» **Given records**:
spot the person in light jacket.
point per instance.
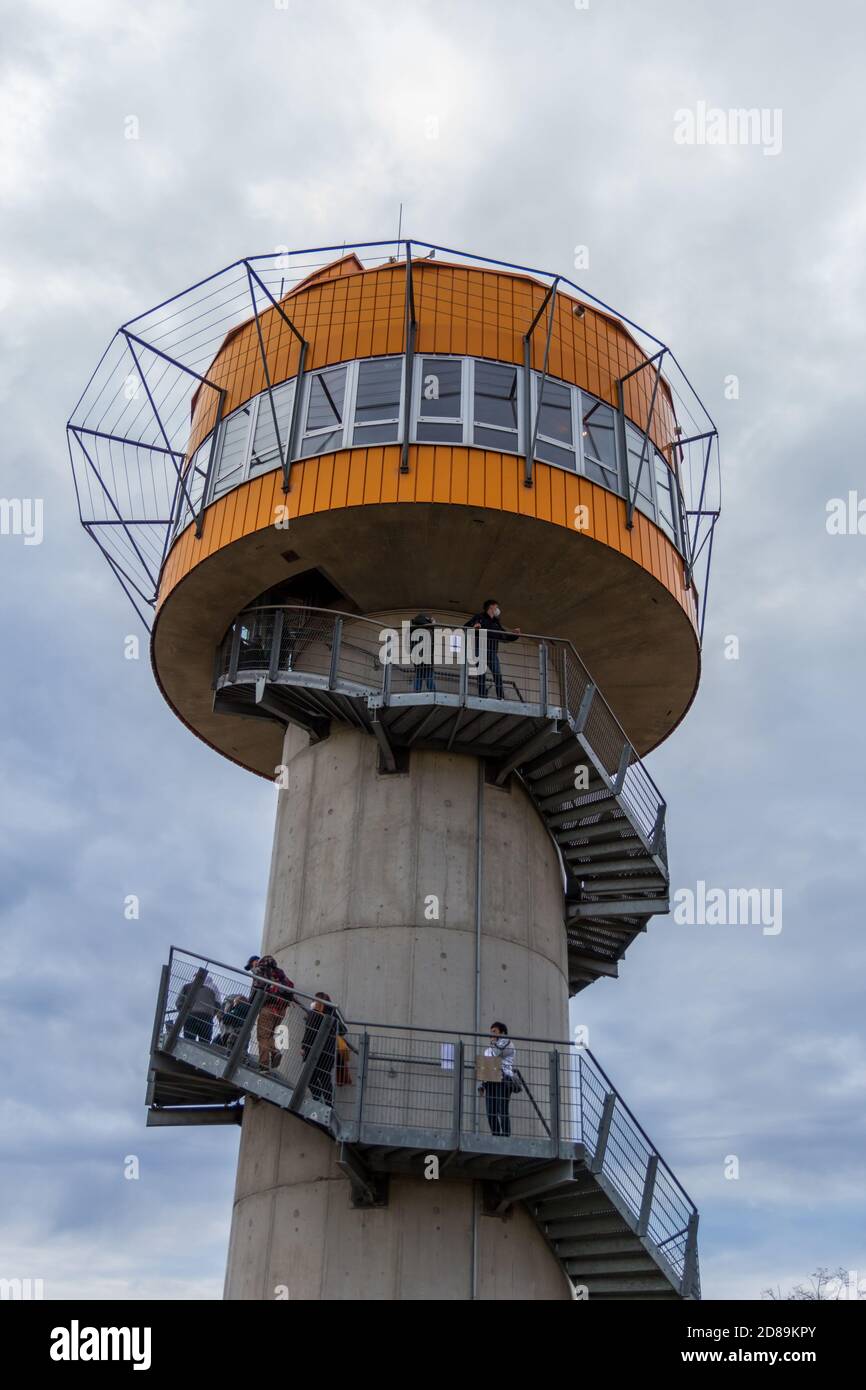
==
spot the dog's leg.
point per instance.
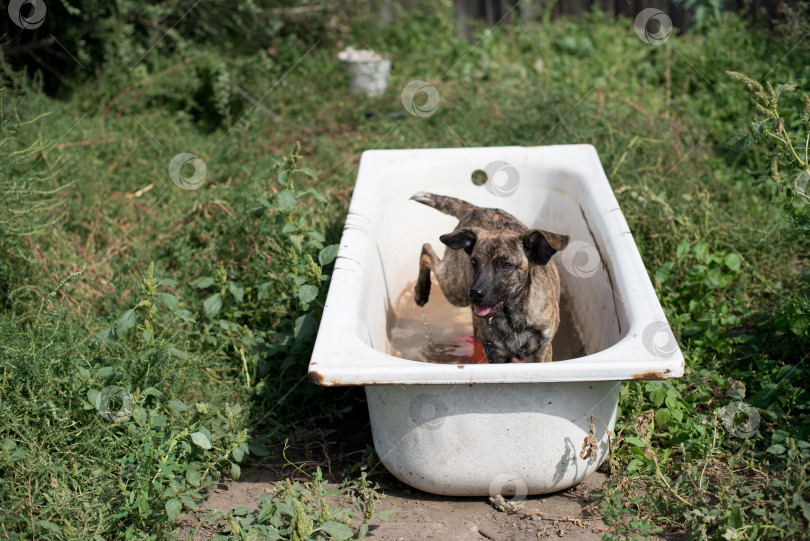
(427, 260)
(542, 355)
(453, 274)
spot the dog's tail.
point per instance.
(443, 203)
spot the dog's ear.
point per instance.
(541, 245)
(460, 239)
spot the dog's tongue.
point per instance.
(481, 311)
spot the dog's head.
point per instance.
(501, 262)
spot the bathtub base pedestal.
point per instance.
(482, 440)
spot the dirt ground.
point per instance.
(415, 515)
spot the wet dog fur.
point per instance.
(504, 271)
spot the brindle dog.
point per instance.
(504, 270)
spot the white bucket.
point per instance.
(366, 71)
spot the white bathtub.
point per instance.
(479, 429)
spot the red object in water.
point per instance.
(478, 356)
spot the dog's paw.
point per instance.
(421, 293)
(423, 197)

» **What is asked**: Pick out every line of the records above that contains the string "bathtub", and copy each one in full.

» **Answer for this exercise**:
spot the bathtub base pedestal.
spot the white bathtub.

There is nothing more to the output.